-- START Dataset content --
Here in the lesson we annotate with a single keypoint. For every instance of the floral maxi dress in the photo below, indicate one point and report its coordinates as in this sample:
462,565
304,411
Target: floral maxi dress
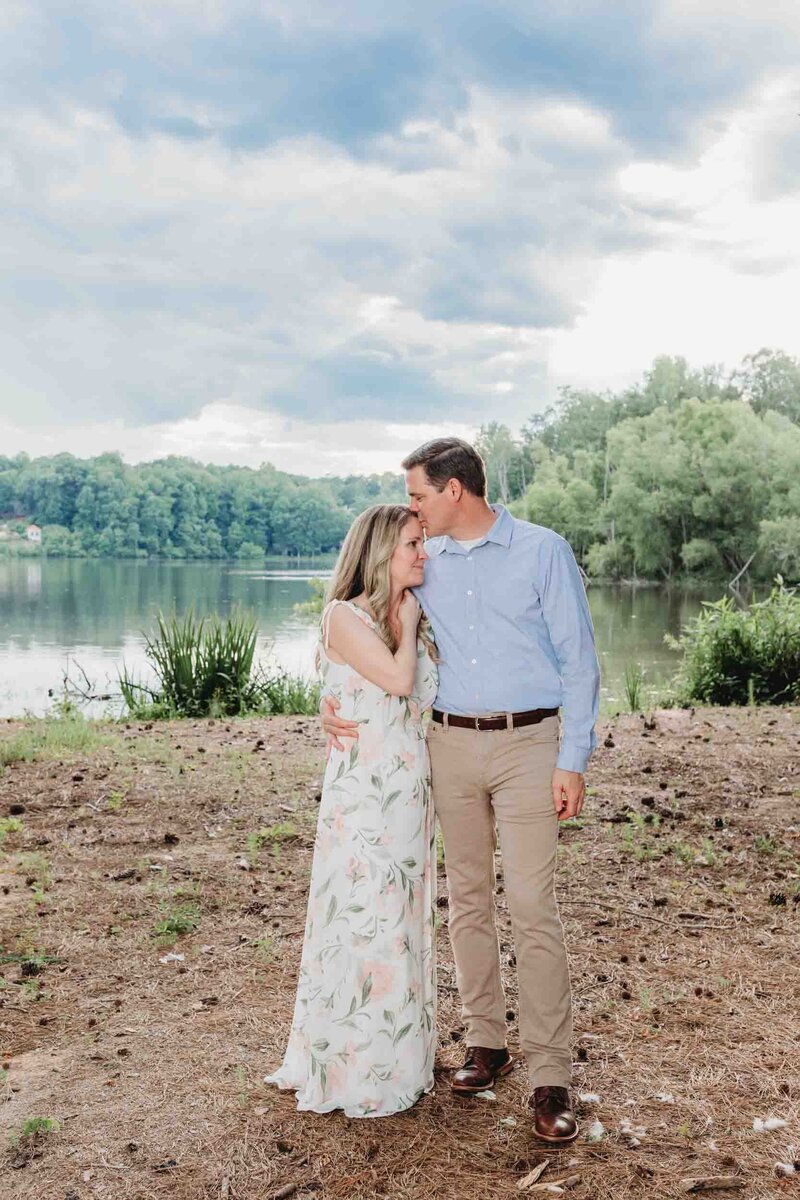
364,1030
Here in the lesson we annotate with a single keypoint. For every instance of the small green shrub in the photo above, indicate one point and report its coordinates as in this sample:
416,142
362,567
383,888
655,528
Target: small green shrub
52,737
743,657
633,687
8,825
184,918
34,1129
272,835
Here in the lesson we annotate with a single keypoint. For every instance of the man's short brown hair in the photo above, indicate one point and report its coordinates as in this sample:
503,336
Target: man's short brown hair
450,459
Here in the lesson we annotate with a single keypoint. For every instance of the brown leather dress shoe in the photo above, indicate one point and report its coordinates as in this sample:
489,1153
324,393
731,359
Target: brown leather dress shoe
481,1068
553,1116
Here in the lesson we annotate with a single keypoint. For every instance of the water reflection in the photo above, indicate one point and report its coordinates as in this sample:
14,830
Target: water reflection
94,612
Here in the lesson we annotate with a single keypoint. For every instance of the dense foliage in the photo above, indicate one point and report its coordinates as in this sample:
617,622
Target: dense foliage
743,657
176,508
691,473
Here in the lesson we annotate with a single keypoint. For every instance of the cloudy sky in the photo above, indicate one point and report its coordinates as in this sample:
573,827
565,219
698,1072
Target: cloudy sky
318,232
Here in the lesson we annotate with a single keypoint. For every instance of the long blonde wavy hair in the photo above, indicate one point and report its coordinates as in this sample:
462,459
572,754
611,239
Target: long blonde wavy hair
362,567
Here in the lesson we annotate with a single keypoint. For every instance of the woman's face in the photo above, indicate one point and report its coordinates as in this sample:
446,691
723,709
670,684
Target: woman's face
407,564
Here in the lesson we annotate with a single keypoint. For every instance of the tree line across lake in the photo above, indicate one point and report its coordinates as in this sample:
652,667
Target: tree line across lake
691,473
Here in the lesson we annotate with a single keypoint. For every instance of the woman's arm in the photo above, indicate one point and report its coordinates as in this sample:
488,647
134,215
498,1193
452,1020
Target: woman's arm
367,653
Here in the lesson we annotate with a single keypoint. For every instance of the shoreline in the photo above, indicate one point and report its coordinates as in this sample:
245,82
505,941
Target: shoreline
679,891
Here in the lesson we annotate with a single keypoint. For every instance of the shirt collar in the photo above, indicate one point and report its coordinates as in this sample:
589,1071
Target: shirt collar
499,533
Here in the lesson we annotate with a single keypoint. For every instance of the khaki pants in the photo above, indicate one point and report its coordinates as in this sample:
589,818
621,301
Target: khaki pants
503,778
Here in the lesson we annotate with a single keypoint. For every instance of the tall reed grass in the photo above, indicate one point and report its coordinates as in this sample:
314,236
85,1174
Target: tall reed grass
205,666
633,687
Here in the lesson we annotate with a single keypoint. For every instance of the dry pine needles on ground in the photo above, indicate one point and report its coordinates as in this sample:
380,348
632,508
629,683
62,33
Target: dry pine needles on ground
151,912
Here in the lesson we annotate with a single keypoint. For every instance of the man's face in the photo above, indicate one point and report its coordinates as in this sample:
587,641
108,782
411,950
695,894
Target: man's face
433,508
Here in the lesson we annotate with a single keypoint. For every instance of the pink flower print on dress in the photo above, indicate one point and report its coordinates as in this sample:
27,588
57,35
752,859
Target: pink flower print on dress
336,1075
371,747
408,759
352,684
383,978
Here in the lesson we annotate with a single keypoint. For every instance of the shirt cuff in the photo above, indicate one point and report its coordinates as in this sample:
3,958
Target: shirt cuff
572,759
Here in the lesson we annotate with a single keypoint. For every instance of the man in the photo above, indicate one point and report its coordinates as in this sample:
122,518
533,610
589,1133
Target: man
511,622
-- END Dataset content --
-- START Dataset content --
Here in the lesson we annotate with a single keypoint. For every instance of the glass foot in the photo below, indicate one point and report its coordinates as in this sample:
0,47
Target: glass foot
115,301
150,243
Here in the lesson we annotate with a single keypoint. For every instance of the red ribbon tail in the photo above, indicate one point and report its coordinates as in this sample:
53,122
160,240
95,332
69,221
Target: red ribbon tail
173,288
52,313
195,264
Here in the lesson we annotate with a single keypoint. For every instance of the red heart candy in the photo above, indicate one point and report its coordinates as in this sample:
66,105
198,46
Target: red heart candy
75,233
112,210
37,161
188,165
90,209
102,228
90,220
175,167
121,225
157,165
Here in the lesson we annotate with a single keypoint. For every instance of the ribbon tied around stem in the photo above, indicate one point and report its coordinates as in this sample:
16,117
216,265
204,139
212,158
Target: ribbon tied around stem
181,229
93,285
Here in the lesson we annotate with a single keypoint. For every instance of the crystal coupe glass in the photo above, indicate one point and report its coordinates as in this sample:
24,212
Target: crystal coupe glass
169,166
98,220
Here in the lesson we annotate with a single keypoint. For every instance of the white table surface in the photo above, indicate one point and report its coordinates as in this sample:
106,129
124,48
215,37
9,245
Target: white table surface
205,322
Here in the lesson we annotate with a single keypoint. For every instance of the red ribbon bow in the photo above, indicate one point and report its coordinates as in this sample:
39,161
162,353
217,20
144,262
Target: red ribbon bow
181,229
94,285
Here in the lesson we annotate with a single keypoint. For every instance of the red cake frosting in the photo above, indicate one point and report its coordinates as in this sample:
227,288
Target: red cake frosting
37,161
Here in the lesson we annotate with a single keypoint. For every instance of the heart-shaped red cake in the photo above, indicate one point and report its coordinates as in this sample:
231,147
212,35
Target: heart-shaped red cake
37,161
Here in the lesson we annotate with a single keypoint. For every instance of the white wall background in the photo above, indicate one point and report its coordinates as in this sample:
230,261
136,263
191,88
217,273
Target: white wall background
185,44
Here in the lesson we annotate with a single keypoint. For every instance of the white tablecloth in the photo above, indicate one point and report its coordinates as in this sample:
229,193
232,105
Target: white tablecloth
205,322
-- END Dataset content --
[Task directions] Pick out every line of the material that contains the string "shoreline", treating case as significant.

[Answer to this task]
Here in the lesson we annotate with a single keypoint. For every instance of the shoreline in the photo above, indicate one point and report its coordinates as in this sample:
Target: shoreline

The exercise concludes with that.